* start Document excerpt *

Port Authority can amend disclosure statement

THE Court of Appeal has ruled that a judge’s order which allowed the Port Authority to amend its disclosure statement in its lawsuit against attorney Nyree Alfonso was not procedurally improper and was not treated as an application for relief from sanctions by the Attorney General.
In a written decision in two procedural appeals arising out of a decision by Justice Joan Charles in January, Justice of Appeal Prakash Moosai and Charmaine Pemberton dismissed the arguments before them.
In her appeal, Alfonso argued that the judge erred by granting leave to the Port Authority to amend its disclosure statement without a hearing and attracted sanctions.
Her attorney, Fyard Hosein,SC, argued that the effect of the judge’s order was that it wrongfully discharged the Attorney General from disclosure obligations although the AG had in his possession documents directly relevant to the issues raised in the matter.
He also argued that the judge’s order prejudiced Alfonso since she objected and requested to be heard on the application.
Alfonso, Inter-Continental Shipping Ltd and its managing director John Powell have been accused of a breach of fiduciary duty while the attorney was working for the Port Authority as an adviser to help them source a vessel to replace the Warrior Spirit on the inter-island sea bridge.
The claim against her is that she reviewed the case for terminating the authority’s arrangements for the Government Shipping Service with the owners of the MV Warrior Spirit and identified the MV Superfast Galicia as the preferred replacement.
It is also alleged that while Alfonso was working for the port, she appointed Intercontinental Shipping Ltd, as her agent to tender for the contract.

* end Document excerpt *

-- Challenges --
1. According to the Port Authority court report, which vessel did Alfonso allegedly identify as the preferred replacement?
2. Rewrite more briefly the paragraph of the Port Authority court report that begins "Alfonso, Inter-Continental Shipping Ltd and its managing director".
3. Repeat the Port Authority court report from "In a written" up to and including "and attracted sanctions.".

* start Supplied material *

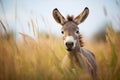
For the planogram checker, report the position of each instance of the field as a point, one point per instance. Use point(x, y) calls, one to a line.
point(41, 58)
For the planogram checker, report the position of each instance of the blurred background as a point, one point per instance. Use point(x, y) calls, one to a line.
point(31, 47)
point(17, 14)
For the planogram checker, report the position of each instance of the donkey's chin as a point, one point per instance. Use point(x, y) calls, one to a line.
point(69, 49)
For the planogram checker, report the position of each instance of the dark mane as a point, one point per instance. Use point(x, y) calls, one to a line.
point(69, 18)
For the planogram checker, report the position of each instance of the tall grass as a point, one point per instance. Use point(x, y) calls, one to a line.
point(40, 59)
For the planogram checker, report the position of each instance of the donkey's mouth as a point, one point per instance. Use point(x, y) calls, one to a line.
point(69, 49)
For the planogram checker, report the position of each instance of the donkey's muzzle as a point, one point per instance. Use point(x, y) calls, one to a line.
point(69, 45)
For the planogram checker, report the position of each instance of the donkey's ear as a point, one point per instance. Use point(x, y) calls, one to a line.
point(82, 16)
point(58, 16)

* end Supplied material *
* start Supplied material *

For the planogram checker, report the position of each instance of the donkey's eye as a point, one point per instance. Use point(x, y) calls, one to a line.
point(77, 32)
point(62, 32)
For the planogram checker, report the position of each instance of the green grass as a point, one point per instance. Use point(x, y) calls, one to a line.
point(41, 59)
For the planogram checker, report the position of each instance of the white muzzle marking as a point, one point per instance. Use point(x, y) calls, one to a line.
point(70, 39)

* end Supplied material *

-- Answers for the exercise --
1. The MV Superfast Galicia.

2. Alfonso, Inter-Continental Shipping Ltd and its managing director John Powell are accused of breaching fiduciary duty while Alfonso advised the Port Authority on finding a vessel to replace the Warrior Spirit on the inter-island sea bridge.

3.
In a written decision in two procedural appeals arising out of a decision by Justice Joan Charles in January, Justice of Appeal Prakash Moosai and Charmaine Pemberton dismissed the arguments before them.
In her appeal, Alfonso argued that the judge erred by granting leave to the Port Authority to amend its disclosure statement without a hearing and attracted sanctions.